--- START Data for the task ---

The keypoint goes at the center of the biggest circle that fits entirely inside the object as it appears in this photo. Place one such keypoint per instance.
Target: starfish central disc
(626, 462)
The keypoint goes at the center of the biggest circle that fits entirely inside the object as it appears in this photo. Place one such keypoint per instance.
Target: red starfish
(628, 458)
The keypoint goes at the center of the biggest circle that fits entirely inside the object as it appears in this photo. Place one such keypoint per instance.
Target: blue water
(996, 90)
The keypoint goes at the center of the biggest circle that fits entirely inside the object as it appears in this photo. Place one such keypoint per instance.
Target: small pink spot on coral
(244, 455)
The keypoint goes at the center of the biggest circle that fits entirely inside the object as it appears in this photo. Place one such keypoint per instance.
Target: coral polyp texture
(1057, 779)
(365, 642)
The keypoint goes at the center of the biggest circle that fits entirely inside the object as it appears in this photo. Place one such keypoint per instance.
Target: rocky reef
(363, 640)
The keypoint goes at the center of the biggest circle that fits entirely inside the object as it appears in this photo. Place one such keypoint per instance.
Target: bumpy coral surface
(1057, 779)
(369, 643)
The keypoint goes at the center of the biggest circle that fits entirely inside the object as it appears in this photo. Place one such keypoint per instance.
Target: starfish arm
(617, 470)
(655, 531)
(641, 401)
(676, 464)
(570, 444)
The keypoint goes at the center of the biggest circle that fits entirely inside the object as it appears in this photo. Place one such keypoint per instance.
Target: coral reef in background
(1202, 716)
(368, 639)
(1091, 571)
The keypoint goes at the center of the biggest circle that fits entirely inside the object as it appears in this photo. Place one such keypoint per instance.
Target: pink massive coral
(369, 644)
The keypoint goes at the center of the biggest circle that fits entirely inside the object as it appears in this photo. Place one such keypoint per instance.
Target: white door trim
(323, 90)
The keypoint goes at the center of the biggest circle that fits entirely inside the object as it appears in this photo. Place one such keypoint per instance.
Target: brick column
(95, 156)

--- END Data for the task ---

**Task objective**
Quote every line of the data, word for word.

**Exercise solution**
The keypoint goes at the center of the biggest circle that fits entirely inside the object as it appears in this photo. Place one such keypoint per instance.
Target: starfish central disc
(626, 462)
The keypoint goes at the center of the biggest circle that fits entirely inside the object as it appears in this photo. Place one such keypoint per instance.
Target: red starfish
(628, 458)
The keypoint goes at the center of the biggest circle that fits entirely inside the object as it appears in this photo. Place one such keypoint per instance.
Target: blue water
(996, 90)
The keypoint goes at the center of the biggest circle that fits entirely inside the object as it appears in this photo. Place one such keypoint per instance.
Target: small pink spot on coral
(244, 455)
The keypoint goes at the center of the biggest circle that fits entirely inside the object as it appears in this photo. Place one such keypoint per instance.
Target: coral polyp texture
(1057, 779)
(365, 642)
The keypoint goes at the center of the biggest circle that fits entirely inside the object as it appears in this photo. Place one such keypoint per instance.
Target: rocky reef
(363, 640)
The keypoint goes at the center of the biggest circle that fits entirely inside the object as it appears in this photo. Place one such keypoint per instance.
Target: bumpy coral surface
(1057, 779)
(369, 643)
The keypoint goes at the center of the biggest circle that fits entirely inside the object as it appears in this photo. Place one such keypoint per instance.
Target: starfish arm
(617, 470)
(655, 531)
(641, 401)
(676, 464)
(570, 444)
The keypoint goes at the center of the biggest circle that fits entirely inside the object as it appears in this photo. Place one such keypoint per instance.
Target: coral reef in background
(1202, 716)
(368, 639)
(1091, 571)
The keypoint goes at the center of the biggest circle that fits entirely inside the object as it appears in this photo. Place one such keypoint per instance.
Target: pink massive coral
(369, 644)
The keypoint goes at the center of the biggest circle that fits entirely inside the object as it appears in this photo. Place one such keypoint per instance.
Target: white door trim
(323, 90)
The keypoint goes at the center of the biggest circle that fits entirely inside the object as it appears in this photo. Place one such keypoint per instance.
Target: brick column
(95, 156)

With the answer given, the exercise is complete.